**WHAT TO WORK ON:**
Your task is to quote the material that follows, in full and exactly.
___ DATA TO PROCESS
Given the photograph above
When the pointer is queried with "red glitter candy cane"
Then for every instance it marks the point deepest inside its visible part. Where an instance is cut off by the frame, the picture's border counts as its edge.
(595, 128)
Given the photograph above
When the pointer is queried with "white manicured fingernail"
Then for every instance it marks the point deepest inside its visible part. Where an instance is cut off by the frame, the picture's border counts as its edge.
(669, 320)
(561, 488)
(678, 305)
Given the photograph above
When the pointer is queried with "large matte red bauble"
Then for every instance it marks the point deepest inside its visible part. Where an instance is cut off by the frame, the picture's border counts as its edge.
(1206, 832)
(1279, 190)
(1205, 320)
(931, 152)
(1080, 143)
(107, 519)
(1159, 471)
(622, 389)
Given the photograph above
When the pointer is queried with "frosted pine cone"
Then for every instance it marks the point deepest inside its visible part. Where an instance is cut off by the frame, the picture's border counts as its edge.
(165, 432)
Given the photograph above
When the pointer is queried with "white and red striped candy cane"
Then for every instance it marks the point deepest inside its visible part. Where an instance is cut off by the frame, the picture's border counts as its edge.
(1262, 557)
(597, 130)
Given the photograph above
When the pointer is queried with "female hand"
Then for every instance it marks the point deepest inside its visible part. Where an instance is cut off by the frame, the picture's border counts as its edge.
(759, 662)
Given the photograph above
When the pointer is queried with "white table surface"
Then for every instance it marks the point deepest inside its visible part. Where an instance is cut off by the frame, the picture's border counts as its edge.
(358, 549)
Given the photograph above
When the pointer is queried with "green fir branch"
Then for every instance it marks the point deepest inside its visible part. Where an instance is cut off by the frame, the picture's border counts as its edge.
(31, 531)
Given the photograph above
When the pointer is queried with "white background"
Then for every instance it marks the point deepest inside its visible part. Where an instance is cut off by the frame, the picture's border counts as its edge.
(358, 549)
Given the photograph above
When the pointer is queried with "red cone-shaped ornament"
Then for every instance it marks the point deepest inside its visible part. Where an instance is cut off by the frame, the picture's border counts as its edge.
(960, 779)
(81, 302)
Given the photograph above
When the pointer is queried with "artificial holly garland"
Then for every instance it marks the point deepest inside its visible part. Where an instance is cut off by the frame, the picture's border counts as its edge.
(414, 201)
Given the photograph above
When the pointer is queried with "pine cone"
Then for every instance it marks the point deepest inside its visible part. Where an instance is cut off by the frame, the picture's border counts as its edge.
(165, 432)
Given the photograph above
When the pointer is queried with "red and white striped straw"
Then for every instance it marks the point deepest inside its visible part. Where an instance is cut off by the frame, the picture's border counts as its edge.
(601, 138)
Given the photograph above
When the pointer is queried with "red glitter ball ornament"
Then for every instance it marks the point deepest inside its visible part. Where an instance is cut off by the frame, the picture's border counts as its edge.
______
**SOLVED PROBLEM:**
Given the photograph above
When the pointer is queried with "red glitter candy cane"
Then for every instance it marks the point deepest inside its visible part. Where an instance is cut off by the frame, the picture's border counts as its edge.
(595, 128)
Given the photograph above
When the pointer is queried with "white manicured fingernail"
Then for every instance it marks the point deepest inside its visible part. Where an instance is cut off by the frame, the picture's border counts as its edge.
(669, 320)
(561, 488)
(678, 305)
Given the photograph above
When the pointer is queried with "large matte red bauble"
Then for every instance it marks the point deepest inside its visible part. Where an instance is cut off by the frame, the picture's border counts as its edge.
(1206, 832)
(1279, 190)
(1205, 320)
(931, 152)
(1080, 143)
(107, 519)
(1159, 471)
(622, 389)
Given the photograph above
When the pointer is queried with "frosted pine cone"
Then for every instance it marks the point deepest inside its visible part. Where an instance is cut off by the frame, the picture's border counts as its edge.
(165, 432)
Given the photograph above
When the pointer is queried with "white and red striped candy cane"
Then for every instance it marks the point deepest inside its visible part. Where an instance is cut off by the frame, the picture's border counts as its edge.
(1262, 557)
(597, 130)
Given the photograph above
When the pointer is queried with "female hand"
Then for every instance it marks the point deepest inside its visible part. Where an instance is cut off by the frame, the picture's border counts as its edge.
(759, 662)
Given the photograph above
When the pointer is queried with "white table surface"
Then for every instance it marks the point deepest inside its visible part. Where an instance is cut off by the frame, the picture's border counts as its edge.
(358, 549)
Given the photograph above
When the pointer is queried with "green fir branch"
Then for every instance it marks the point deepest inside its visible part. Where an instance is cut off by the frame, the picture's border counts as its edge.
(31, 531)
Given the photograph above
When the pointer is queried with "white background"
Then for every instance it marks the point deepest inside its visible part. Where an instance is cut off by the frame, the picture's border counts as its edge.
(358, 549)
Given the photograph above
When the pointer is queried with "red cone-shaped ornament"
Then for every instance it marks the point deepest inside its visible part. Where an instance is cut off by the frame, the picture's border counts as its edge.
(960, 779)
(81, 302)
Given the photograph above
When the pointer is queried with "artificial holly garland"
Then for every instance it marks the point deepest inside its visible part. Where an instance is cut off by the frame, the picture's border counts as its edge.
(414, 201)
Given the photograph above
When the pointer is queried with "pine cone"
Then for every instance it marks the point deepest inside its visible part. Where an instance is cut off by the frame, the picture's border counts as its edge.
(165, 432)
Given the photograph above
When the pointer is queried with "red and white striped straw"
Then for every instance it marks the point deepest inside its visible part. Where an instance is cut off by the frame, the picture's border counts as its edge.
(601, 138)
Given the photograph above
When the pointer is queried with "red glitter ball ornament"
Then for every instance it marks the point deepest inside its visible part. Where an instance is cut off by the frame, the picture's border counts as its edge.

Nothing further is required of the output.